**DATA FOR PROCESSING**
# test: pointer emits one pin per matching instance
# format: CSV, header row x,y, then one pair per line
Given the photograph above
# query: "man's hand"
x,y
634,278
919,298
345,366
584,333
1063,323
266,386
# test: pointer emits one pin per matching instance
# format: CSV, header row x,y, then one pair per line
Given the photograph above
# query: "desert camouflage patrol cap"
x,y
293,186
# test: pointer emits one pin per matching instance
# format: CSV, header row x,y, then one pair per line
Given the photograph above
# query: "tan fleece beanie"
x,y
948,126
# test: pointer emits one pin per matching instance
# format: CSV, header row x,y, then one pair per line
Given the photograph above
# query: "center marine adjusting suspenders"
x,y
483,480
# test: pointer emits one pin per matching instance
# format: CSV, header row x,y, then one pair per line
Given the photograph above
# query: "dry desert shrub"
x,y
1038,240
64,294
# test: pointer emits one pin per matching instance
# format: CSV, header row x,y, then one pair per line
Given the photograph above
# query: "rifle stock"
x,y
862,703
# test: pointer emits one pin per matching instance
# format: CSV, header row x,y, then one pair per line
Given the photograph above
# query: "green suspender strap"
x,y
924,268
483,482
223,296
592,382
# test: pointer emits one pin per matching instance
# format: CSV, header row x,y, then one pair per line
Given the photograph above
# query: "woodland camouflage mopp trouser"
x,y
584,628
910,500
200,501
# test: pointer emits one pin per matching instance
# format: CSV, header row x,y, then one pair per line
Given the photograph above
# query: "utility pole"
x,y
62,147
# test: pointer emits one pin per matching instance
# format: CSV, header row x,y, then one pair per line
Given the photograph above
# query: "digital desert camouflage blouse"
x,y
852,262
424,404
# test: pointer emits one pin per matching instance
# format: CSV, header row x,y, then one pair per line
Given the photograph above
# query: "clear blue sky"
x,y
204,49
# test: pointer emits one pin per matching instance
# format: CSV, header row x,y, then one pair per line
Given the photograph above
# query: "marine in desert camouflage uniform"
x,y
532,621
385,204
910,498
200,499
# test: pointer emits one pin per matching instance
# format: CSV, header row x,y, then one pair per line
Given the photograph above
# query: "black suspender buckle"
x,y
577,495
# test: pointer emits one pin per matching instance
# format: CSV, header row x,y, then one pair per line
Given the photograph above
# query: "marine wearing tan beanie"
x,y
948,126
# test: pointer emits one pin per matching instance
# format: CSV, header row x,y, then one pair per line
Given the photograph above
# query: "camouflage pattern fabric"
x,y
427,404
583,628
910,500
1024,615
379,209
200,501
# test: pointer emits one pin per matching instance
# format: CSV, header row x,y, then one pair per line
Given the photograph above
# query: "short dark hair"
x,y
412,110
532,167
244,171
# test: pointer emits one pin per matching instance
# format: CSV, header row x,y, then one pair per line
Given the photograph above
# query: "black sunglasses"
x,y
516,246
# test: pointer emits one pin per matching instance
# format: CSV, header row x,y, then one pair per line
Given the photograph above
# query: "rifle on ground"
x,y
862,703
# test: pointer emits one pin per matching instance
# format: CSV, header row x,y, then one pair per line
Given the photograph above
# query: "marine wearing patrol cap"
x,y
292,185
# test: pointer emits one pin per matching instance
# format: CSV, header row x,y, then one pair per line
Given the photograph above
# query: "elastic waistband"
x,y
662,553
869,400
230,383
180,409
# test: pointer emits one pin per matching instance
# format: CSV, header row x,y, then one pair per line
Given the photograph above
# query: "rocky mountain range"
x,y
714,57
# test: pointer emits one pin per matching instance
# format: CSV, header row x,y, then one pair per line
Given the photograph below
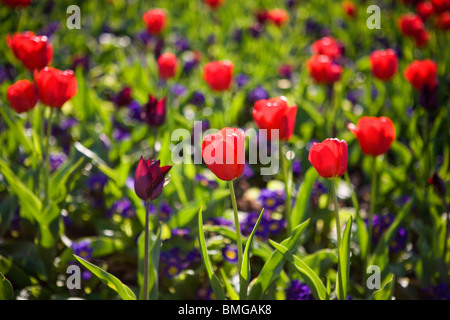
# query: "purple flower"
x,y
182,44
248,171
220,221
134,110
205,182
257,94
440,291
296,168
165,211
123,98
56,160
49,29
230,253
298,291
97,182
241,80
178,89
83,249
197,99
271,199
256,29
122,207
182,233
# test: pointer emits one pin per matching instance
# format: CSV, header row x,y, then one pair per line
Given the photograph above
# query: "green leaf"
x,y
386,292
381,254
6,290
344,262
233,295
298,212
309,276
124,292
28,201
215,282
245,268
273,267
153,264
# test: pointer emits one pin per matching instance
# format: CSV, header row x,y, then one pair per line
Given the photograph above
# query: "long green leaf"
x,y
273,267
215,282
124,292
309,276
386,292
298,212
153,264
245,268
230,290
29,202
6,290
344,262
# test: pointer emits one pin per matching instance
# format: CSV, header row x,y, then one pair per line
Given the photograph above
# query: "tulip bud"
x,y
150,179
224,153
275,114
329,157
384,64
167,65
55,87
156,20
35,52
375,135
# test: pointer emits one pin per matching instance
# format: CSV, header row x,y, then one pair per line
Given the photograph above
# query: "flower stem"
x,y
238,228
146,252
373,199
338,232
47,158
288,187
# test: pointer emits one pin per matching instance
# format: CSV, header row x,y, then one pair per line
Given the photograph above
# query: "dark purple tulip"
x,y
154,111
150,179
123,98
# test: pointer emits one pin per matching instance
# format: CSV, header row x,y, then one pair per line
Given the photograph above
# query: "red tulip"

**EXERCISE DESCRIPTION**
Leave out the pictures and copy the rest of the material above exactly.

**RESPONSE BELOW**
# test: pointer emits one pin per matching instance
# format: CSV, header row x,y, then one pair per line
Given the photograph above
# query: "man's hand"
x,y
634,278
919,298
345,366
584,333
1063,323
266,386
# test: pointer emits one pin per matching instance
# format: CSV, header row x,y, then one pair per line
Given the photograph above
# query: "desert camouflage patrol cap"
x,y
293,186
# test: pointer emits one pin per matching instance
# format: CSV, header row x,y, then one pair per line
Given the photograph above
# query: "tan fleece beanie"
x,y
948,126
# test: pointer emits one pin per matching instance
# format: CSV, header row x,y, then one pair per line
Given the photograph above
# query: "center marine adjusting suspenders"
x,y
483,480
# test: pointer emits one pin per matching instance
# format: CSV, header row x,y, then one pair per line
Given the photograph above
# query: "dry desert shrub"
x,y
1038,240
64,294
# test: pointer emits one pin per matching instance
# format: CSV, header row x,y, then one pair per line
Given the photograph above
# query: "rifle stock"
x,y
862,703
# test: pointer emits one pin per matching instance
# format: CSV, header row x,y, then one pair per line
Given the photograph above
# query: "green suspender strap"
x,y
924,268
483,482
223,296
592,382
# test: pointer emits one pin per matching instance
# format: CSV, header row x,y, then one pair per line
Given the photograph above
# query: "woodland camouflage mopp trouser"
x,y
584,628
910,500
200,501
# test: pointer emits one pin per matching instance
# format: CSV, header row x,y, then one pair per line
Given the photograph above
# query: "utility pole"
x,y
62,147
# test: pointer emits one pin per matching instance
# format: CSV, header row x,y, then one pair per line
Given the photograph above
# query: "digital desert camouflage blouse"
x,y
852,262
424,404
# test: pointer emits one pin per matching instance
# format: CSV, header row x,y, then one pair per line
Given the photograph above
# query: "clear blue sky"
x,y
204,49
# test: pointer emits one pin per matching instance
# format: CSV, header row x,y, then one pair per line
Given the photograph above
# query: "marine in desert camouflage uniform"
x,y
532,621
385,204
910,498
200,499
# test: pointer emits one pin per matching instance
# format: CSV, header row x,y, then one pair per line
Given the photograph above
# query: "black suspender buckle"
x,y
577,495
# test: pointer emits one pin per matching instance
# format: CSV, header row x,y, then one pair per line
Given the photograph above
# query: "marine wearing tan beanie"
x,y
948,126
# test: pointer emits one pin per matching instance
# format: CSV, header row x,y, then one pair per line
Given the photograph above
# query: "camouflage pattern fabric"
x,y
427,404
583,628
910,500
1024,615
379,209
200,501
# test: pointer emits one pin per matching instance
# format: CSV, header row x,y, then one pair per line
Given the photograph above
# query: "short dark hair"
x,y
412,110
532,167
244,171
# test: pointer emits one pin per matching instance
# format: CSV, header row x,y, then one pair per line
Given the photograph above
# query: "black sunglasses"
x,y
516,246
# test: pointer emits one pin per matching instance
# format: CSV, header row x,y, then one pair per line
Given the photograph above
# query: "rifle on ground"
x,y
862,703
# test: pointer emits one pin per matching instance
# format: CSV, header row x,y, then one pair per line
Given the photograph above
# query: "marine wearing patrol cap"
x,y
292,185
# test: pointer emits one pin per matching instance
# format: CSV, header row x,y, then one pair per line
Given the photograph above
# query: "elastic waistband"
x,y
662,553
869,400
230,383
180,409
# test: pointer emits one pin per matching instance
# format: CSV, header row x,y, then one pair per line
Given the photograph above
# query: "rocky mountain range"
x,y
714,57
# test: pointer emits one pin per matching instance
# format: CSV, header row x,y, then one pair per line
Given the photograph below
# query: "purple flower"
x,y
182,44
248,171
220,221
134,110
205,182
257,94
440,291
296,168
165,211
123,98
56,160
49,29
230,253
298,291
97,182
241,80
178,89
83,249
197,99
271,199
256,29
122,207
182,233
# test: pointer emits one pin per matching instance
# format: CSV, header row x,y, then one pair per line
Given the photograph above
# query: "green leaf"
x,y
386,292
381,254
6,290
344,262
233,295
298,212
309,276
124,292
28,201
215,282
245,268
273,267
153,264
# test: pointer emits one pin per matching instance
# format: CSV, header row x,y, then one pair per line
Given the photograph above
# query: "long green leaf"
x,y
273,267
215,282
124,292
309,276
386,292
298,212
153,264
245,268
230,290
29,202
6,290
344,262
# test: pointer emits one pin per matching instance
# format: CSV, header row x,y, then one pair per line
Given the photograph above
# query: "tulip bud"
x,y
150,179
224,153
275,114
329,157
384,64
167,65
55,87
156,20
35,52
375,135
# test: pointer emits one pin per matching instance
# format: CSV, header row x,y, then one pair per line
Given the photograph above
# query: "flower stem"
x,y
238,228
146,252
373,199
338,232
47,158
288,187
# test: pointer emits one pin per matching instance
# format: CSV, header row x,y, then one pair per line
Given the photograph above
# query: "dark purple tulip"
x,y
154,111
150,179
123,98
# test: pointer emits one pin per matching instance
# format: CSV, header row x,y, then one pair per line
Given the photograph above
# query: "red tulip"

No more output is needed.